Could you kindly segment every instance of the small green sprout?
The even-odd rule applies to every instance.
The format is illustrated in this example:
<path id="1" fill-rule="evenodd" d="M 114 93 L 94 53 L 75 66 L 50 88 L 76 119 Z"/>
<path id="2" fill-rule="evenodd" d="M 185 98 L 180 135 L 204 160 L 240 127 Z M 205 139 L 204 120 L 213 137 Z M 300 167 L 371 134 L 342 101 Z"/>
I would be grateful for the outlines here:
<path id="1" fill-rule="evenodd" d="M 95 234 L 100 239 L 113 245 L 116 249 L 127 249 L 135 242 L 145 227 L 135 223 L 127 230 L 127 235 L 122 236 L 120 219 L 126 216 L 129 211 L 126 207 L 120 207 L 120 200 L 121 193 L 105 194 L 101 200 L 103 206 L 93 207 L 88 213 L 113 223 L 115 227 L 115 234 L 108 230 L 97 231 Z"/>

- [Written request]: Switch "small green sprout" to "young green shoot" everywhere in the listing, and write out the full listing again with nothing else changed.

- [Problem solution]:
Could you kindly segment every instance of the young green shoot?
The even-odd rule applies to every instance.
The format is illustrated in this example:
<path id="1" fill-rule="evenodd" d="M 114 93 L 94 53 L 75 66 L 50 88 L 76 119 Z"/>
<path id="2" fill-rule="evenodd" d="M 185 98 L 180 135 L 204 160 L 240 127 Z M 205 139 L 204 120 L 213 137 Z M 300 167 L 371 134 L 342 101 Z"/>
I would be grateful for the outlines here:
<path id="1" fill-rule="evenodd" d="M 95 234 L 100 239 L 113 245 L 116 249 L 127 249 L 135 242 L 145 227 L 135 223 L 127 230 L 127 235 L 122 236 L 120 219 L 126 216 L 129 211 L 126 207 L 120 207 L 120 200 L 121 193 L 105 194 L 101 200 L 103 206 L 93 207 L 88 213 L 113 223 L 115 227 L 115 234 L 108 230 L 97 231 Z"/>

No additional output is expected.